Begin DATASET EXTRACT
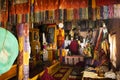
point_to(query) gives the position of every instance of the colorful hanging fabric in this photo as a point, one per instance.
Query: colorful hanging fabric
(101, 12)
(110, 11)
(27, 18)
(24, 51)
(94, 14)
(118, 10)
(83, 13)
(51, 14)
(80, 13)
(69, 14)
(46, 15)
(98, 12)
(56, 14)
(105, 12)
(37, 17)
(14, 18)
(19, 18)
(115, 11)
(76, 14)
(86, 13)
(65, 14)
(61, 14)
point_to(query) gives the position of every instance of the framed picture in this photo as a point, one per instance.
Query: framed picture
(34, 35)
(51, 36)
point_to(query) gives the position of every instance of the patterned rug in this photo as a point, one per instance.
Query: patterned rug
(62, 73)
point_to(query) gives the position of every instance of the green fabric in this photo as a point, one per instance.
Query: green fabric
(8, 50)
End DATASET EXTRACT
Quote all the items above line for line, omitting the pictures.

TASK ANSWER —
point_to(query) gives the position of every instance of the colorful hanging fabric in this photo as a point, one per instance.
Query: colorful hanging fabric
(101, 12)
(110, 11)
(27, 18)
(24, 51)
(94, 14)
(118, 10)
(83, 13)
(51, 14)
(80, 13)
(69, 14)
(46, 15)
(98, 12)
(56, 14)
(105, 12)
(37, 17)
(14, 18)
(19, 18)
(115, 11)
(76, 14)
(86, 13)
(65, 14)
(61, 14)
point_to(query) gives the position of every instance of the framed picture in this photo as a point, one per instance.
Query: framed picture
(34, 35)
(51, 36)
point_to(query) gives the position of every instance of the patterned rug in this photo as a point, one per instance.
Query: patterned rug
(62, 73)
point_to(query) gives the position of every instance of the green fabric in this photo as a point, one per instance.
Query: green fabric
(8, 50)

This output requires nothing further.